* [REQUIRED TASK A]: List every line in the records that contains the word "white".

* [PASSAGE GIVEN]:
Comment balloon 19 commentsDonna Harris • June 06 2012 08:47AM


Many ways to close Donna and you covered all scenarios. Some banks if there is a blank for WITNESS they will not do that then you have to go to like a mail place to find that person. Notaries usually no problem.

Posted by Gary Woltal, Assoc. Broker Realtor SFR Dallas Ft. Worth (Keller Williams Realty) almost 7 years ago

We have used a Notary many times to close, mainly to make it convenient for the buyer/homeowner. A POA is a great tool as well, in case you are working with someone that travels. Good information Donna. I think you covered it all.

Posted by John Cannata, Texas Home Mortgage - Purchase or Refinance (214-728-0449 almost 7 years ago

Very useful information Donna.  I would like to add that buyers do not need to even be in the country to close.  Here in Miami we have a lot of buyers from overseas.  I have closed several transactions where the buyers are overseas, even in two different countries for the same transaction.  All each buyer has to do is to check with the US Dept of State website for the nearest US Embassy or Consulate, then follow their suggestions on how to get documents notarized in that country.  Often it involves scheduling an appointment at the actual Embassy or Consulate office. Easy peasy as long as people plan in advance, the sooner the better.

Posted by Kevin O'Rourke - Keller Williams Miami Beach Realtor, CDPE Miami Short Sale Agent 305-520-9436 (Keller Williams Miami Beach Realty) almost 7 years ago


Don't forget, clients vacationing abroad must go to the US embassy for a notary.  That can get complicated depending on the country and the transportation situation, and must be planned ahead carefully.

Posted by Lloyd Binen, Silicon Valley Realtor since 1976; 408-373-4411 (Certified Realty Services) almost 7 years ago

Donna, it has really been interesting watching how things have progressed over the past few years.  I love that we don't always have to be together or even in the same state to get property closed.  It opens up a whole new market for us.  Good job!

Posted by Mike Cooper, GRI, Your Neighborhood Real Estate Sales Pro (Cornerstone Business Group Inc) almost 7 years ago

And there are electronic signatures as well. We do what we have to do ro get the job done.

Posted by Robert L. Brown, Grand Rapids Real Estate Bellabay Realty, West Mic ( almost 7 years ago

Gary, Really? I've had it where another teller is the witness at a bank.

JOhn, Thanks!!

Kevin and Lloyd, I've closed two out of the country, but don't recall them going to the Embassy. Not sure where they went.

Mike, Huge market!

Robert, I don't know a single lender that will allow a digital signature on the final closing docs, and even with Cash transactions, the title companies want a live signature, and the original, not just a copy.

Posted by Donna Harris, Realtor,Mediator,Ombudsman,Property Tax Arbitrator (Donna Homes, powered by JPAR - almost 7 years ago

Here in Manhattan with so many foreign buyer's, we do closings all the time where the buyer, seller or both aren't present for the actual closing and are using a power of attorney to close the transaction.

* [REQUIRED TASK B]: Reproduce the comment thread on remote closings word for word, between "And there are" and "Mike, Huge market!", inclusive.

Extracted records
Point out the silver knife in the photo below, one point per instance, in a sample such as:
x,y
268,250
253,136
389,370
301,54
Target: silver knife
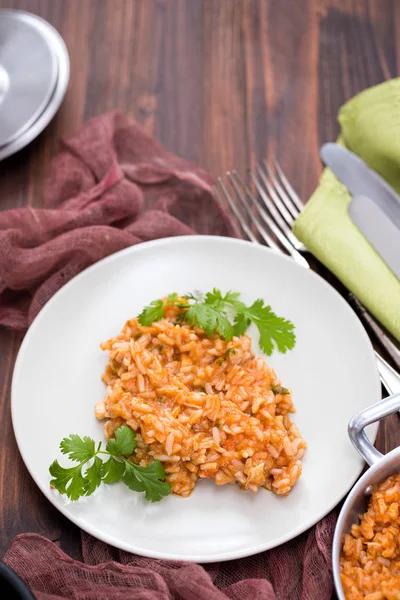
x,y
379,230
360,180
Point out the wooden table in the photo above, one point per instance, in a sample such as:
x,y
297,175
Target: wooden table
x,y
219,82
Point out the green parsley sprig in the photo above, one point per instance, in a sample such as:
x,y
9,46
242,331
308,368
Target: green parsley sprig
x,y
82,480
227,316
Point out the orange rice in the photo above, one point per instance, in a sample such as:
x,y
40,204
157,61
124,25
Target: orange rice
x,y
370,560
205,407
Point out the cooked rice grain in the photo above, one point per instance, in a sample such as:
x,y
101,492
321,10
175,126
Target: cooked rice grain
x,y
203,413
370,559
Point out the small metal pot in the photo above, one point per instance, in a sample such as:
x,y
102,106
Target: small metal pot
x,y
381,467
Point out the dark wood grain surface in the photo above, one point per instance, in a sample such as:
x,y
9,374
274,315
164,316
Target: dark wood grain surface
x,y
219,82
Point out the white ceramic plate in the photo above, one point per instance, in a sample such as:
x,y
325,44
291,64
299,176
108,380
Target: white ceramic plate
x,y
332,371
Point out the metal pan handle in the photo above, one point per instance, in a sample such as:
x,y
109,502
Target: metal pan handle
x,y
369,415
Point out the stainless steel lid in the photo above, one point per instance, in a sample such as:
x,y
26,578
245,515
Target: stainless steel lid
x,y
54,84
28,73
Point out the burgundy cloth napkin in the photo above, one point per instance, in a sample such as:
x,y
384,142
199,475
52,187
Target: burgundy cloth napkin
x,y
298,570
111,187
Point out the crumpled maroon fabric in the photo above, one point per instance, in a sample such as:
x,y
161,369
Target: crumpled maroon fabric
x,y
110,187
298,570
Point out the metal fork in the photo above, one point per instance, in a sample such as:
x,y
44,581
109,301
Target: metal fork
x,y
269,215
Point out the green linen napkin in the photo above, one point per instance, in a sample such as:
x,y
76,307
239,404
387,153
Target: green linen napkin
x,y
370,127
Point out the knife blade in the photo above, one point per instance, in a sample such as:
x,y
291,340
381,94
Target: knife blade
x,y
379,230
361,180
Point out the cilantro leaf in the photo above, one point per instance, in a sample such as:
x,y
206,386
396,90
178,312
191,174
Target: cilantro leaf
x,y
78,448
151,313
124,442
75,482
241,324
93,476
147,479
112,471
275,332
68,481
214,310
209,319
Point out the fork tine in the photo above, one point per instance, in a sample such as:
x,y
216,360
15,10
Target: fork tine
x,y
289,189
245,228
234,177
261,230
275,213
263,171
281,192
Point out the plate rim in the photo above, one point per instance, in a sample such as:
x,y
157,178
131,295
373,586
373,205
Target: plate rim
x,y
198,558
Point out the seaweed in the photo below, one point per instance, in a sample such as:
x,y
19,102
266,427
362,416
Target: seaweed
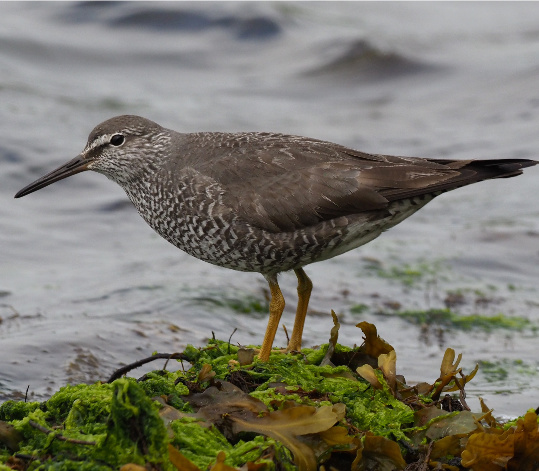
x,y
330,408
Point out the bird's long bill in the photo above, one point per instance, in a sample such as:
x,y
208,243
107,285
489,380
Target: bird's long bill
x,y
76,165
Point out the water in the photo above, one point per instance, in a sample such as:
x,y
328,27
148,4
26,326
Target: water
x,y
86,286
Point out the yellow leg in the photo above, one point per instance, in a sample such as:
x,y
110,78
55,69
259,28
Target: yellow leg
x,y
305,286
276,310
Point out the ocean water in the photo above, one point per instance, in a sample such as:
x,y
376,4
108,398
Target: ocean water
x,y
86,286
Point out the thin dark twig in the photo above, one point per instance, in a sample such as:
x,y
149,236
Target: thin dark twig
x,y
158,356
59,436
230,338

* [WRITTEN REPLY A]:
Point out the white ceramic plate in the photo above, one point per instance, in a sample such as:
Target: white ceramic plate

* [WRITTEN REPLY B]:
And there are electronic signatures as well. We do what we have to do ro get the job done.

Posted by Robert L. Brown, Grand Rapids Real Estate Bellabay Realty, West Mic ( almost 7 years ago

Gary, Really? I've had it where another teller is the witness at a bank.

JOhn, Thanks!!

Kevin and Lloyd, I've closed two out of the country, but don't recall them going to the Embassy. Not sure where they went.

Mike, Huge market!